### REQUIRED ACTIONS
[a] Answer these questions using the post below about becoming an archaeologist in the United States and the United Kingdom:
(i) For about how long has the writer been trying to become an archaeologist?
(ii) Roughly how many faculty members might the anthropology department have, and how many of them might be archaeologists?
(iii) Where were the university's two field schools located?
[b] Using the post below about becoming an archaeologist, list the subcategories of anthropology in the United States.
[c] Pick up the post below about becoming an archaeologist right after its final sentence and keep writing it.

### DOCUMENT SECTION
16 Jul 2022
by Anon

As a person who was interested in archaeology at a young age, I have been trying to become an archaeologist for about half my life. Throughout this time, I have learned that there are different paths for becoming an archaeologist in the United States versus the United Kingdom.

I started my journey in the United States going to a four-year liberal arts university majoring in anthropology because the archaeology department was combined under the umbrella of the anthropology department. This is because, in the United States, there are four subcategories of anthropology: archaeology, cultural anthropology, biological anthropology and linguistic anthropology. At university, I found that even though the anthropology department may have 20 faculty members, maybe 5 of them were archaeologists all working in a similar area of the world. This meant that in a term, I might take one or two archaeology courses, and the remainder of my courses were from different categories of anthropology or general requirements because the university was a liberal arts school. A field school was not a requirement to graduate and would cost anywhere from a few hundred or thousands of dollars. My university had two field schools, one was in the United States, and the other was in Armenia. Neither field school interested me, so I started looking for my own.

### LISTED ENTRIES

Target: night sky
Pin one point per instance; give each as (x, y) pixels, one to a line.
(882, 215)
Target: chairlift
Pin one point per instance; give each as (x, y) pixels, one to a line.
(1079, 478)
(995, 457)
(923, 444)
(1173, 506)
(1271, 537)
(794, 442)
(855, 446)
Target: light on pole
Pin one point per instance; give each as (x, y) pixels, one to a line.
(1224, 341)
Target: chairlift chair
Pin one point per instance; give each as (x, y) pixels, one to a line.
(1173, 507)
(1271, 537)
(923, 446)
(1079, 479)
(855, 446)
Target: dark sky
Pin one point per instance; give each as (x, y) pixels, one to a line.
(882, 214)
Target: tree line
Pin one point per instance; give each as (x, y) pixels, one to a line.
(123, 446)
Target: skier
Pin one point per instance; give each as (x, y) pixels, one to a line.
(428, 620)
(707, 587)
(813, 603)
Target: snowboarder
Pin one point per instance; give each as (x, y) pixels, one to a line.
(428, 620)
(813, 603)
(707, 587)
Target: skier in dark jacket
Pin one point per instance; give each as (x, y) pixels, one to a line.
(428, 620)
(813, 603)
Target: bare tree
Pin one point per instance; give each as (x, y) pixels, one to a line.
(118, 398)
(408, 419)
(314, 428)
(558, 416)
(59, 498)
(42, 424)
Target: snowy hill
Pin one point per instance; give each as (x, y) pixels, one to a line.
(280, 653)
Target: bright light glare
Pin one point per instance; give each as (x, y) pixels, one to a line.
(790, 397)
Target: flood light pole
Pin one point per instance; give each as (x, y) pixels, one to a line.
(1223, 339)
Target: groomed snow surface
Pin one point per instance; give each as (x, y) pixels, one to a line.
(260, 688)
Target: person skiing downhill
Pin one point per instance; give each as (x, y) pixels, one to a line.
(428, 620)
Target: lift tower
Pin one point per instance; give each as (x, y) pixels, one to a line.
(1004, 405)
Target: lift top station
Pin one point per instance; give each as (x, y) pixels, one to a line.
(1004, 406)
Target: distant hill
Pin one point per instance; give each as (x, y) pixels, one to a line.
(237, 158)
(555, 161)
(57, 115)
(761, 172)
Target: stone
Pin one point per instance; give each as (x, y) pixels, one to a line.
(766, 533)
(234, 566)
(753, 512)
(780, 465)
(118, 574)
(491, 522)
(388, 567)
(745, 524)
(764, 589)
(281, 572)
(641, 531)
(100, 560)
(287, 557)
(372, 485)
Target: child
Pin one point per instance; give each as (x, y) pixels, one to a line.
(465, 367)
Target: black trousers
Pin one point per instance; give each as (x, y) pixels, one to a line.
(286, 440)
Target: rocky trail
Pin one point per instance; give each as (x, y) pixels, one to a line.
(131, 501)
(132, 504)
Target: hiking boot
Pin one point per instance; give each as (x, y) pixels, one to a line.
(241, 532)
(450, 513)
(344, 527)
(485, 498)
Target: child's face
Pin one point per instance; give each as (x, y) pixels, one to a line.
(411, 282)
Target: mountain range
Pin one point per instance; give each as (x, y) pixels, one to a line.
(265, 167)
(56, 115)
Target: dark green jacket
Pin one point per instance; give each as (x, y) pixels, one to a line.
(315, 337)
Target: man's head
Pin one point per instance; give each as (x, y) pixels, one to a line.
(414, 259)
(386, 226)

### SOLVED TASKS
[a]
(i) For about half of the writer's life.
(ii) The department might have 20 faculty members, and maybe 5 of them were archaeologists.
(iii) One was in the United States, and the other was in Armenia.

[b] Archaeology, cultural anthropology, biological anthropology, and linguistic anthropology.

[c]
I ended up finding one in the UK that really interested me, and it was the University of Liverpool field school. This is when I learned about all the differences between archaeology in the UK and US. When I got there and met the other students on the field school, I learned that the field school was a requirement for their course and they were doing a degree in archaeology and did not take courses in all the other parts of anthropology. I also learned that their bachelors were only three years compared to mine, which was four years. I also discovered masters degrees are only one year compared to in the US they are two years. This is when I decided that a one year cheaper masters program was precisely what I wanted to do once I finished my bachelors because even though I took archaeology courses, I felt like I was just scratching the surface of all the information I wanted to know. Even though both countries have a very different way of teaching archaeology, the combination of both I believe was the best way for me to get my education.